= Your instructions =
Pull out each line in the entries below that contains the word "folded". Copy every such line in full.

Saved entries
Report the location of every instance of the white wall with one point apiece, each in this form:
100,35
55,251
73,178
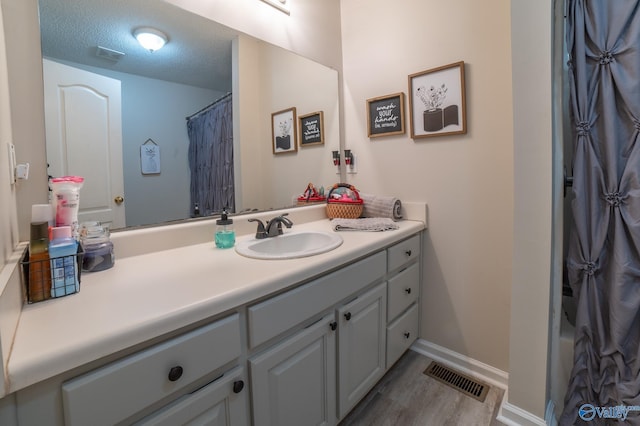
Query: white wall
467,180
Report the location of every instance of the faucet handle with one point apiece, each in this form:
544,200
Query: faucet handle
261,232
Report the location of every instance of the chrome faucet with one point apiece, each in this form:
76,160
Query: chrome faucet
273,227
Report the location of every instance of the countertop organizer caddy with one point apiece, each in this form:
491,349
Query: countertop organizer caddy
344,202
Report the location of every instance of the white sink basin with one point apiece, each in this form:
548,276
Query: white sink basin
290,245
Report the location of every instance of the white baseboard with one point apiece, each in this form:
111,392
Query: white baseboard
509,414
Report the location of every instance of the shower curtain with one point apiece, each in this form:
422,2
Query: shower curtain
211,158
603,262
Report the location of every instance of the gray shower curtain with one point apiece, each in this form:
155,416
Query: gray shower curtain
603,262
211,158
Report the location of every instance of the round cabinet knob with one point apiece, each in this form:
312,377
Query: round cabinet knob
238,386
175,373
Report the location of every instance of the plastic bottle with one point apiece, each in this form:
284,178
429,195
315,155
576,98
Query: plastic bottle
225,234
64,270
39,268
66,201
98,248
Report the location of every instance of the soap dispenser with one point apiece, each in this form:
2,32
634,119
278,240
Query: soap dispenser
225,235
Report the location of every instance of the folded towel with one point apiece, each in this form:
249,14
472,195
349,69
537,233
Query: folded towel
378,206
365,224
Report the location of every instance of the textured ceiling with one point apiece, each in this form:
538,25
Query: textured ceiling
198,52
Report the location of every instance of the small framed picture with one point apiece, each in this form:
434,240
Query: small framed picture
385,115
150,158
283,131
437,102
311,129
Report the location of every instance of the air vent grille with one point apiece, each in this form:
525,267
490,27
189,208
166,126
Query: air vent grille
458,381
110,54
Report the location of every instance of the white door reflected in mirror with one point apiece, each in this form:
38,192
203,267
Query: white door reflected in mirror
83,122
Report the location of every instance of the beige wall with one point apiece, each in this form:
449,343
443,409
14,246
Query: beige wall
530,294
24,66
467,180
8,218
312,30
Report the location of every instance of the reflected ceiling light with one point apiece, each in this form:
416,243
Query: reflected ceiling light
150,38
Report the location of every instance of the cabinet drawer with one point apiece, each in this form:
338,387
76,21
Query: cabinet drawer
403,290
401,334
276,315
222,402
112,393
403,252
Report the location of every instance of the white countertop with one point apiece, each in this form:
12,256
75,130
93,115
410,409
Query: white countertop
148,295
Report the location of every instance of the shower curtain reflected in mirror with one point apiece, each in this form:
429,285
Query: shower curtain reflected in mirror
603,262
211,158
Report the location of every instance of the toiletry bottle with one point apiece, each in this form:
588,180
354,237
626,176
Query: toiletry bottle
225,235
62,251
98,248
39,268
66,199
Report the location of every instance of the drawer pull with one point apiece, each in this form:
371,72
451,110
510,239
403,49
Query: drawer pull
175,373
238,386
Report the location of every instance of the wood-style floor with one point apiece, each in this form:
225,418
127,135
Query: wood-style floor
407,397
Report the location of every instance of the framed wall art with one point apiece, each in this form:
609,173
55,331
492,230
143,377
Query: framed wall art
311,129
150,158
283,131
385,115
437,101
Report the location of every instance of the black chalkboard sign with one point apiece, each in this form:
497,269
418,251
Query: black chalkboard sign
311,129
385,115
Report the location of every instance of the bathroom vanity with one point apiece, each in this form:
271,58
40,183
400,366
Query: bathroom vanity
194,332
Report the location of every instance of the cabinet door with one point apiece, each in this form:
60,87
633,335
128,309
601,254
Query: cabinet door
220,403
293,383
361,346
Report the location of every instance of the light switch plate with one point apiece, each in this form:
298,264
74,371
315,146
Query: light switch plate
12,163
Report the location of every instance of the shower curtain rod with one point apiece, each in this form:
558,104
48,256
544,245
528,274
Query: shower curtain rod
209,106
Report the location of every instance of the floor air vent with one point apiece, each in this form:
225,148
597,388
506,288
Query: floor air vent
458,381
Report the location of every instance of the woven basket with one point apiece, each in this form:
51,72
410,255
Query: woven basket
344,209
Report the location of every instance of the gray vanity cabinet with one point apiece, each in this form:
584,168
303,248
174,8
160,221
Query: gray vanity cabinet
403,296
220,403
173,370
361,344
306,355
293,383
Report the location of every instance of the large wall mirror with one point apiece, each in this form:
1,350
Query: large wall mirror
202,62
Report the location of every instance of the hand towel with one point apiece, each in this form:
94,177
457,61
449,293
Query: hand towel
365,224
379,206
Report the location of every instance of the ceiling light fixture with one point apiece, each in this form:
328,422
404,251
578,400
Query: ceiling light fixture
150,38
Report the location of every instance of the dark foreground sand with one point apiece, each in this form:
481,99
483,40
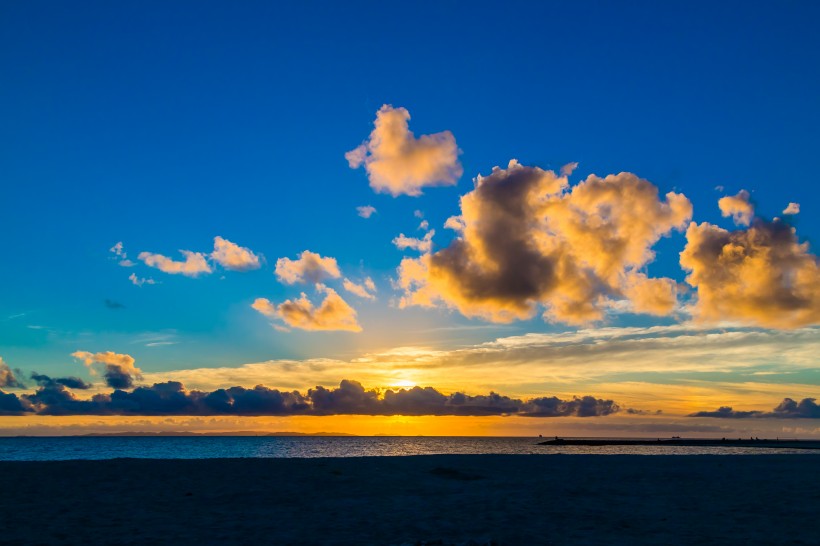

= Right answer =
Report the location of every instance of the folded towel with one point apiece, each in this form:
Query: folded towel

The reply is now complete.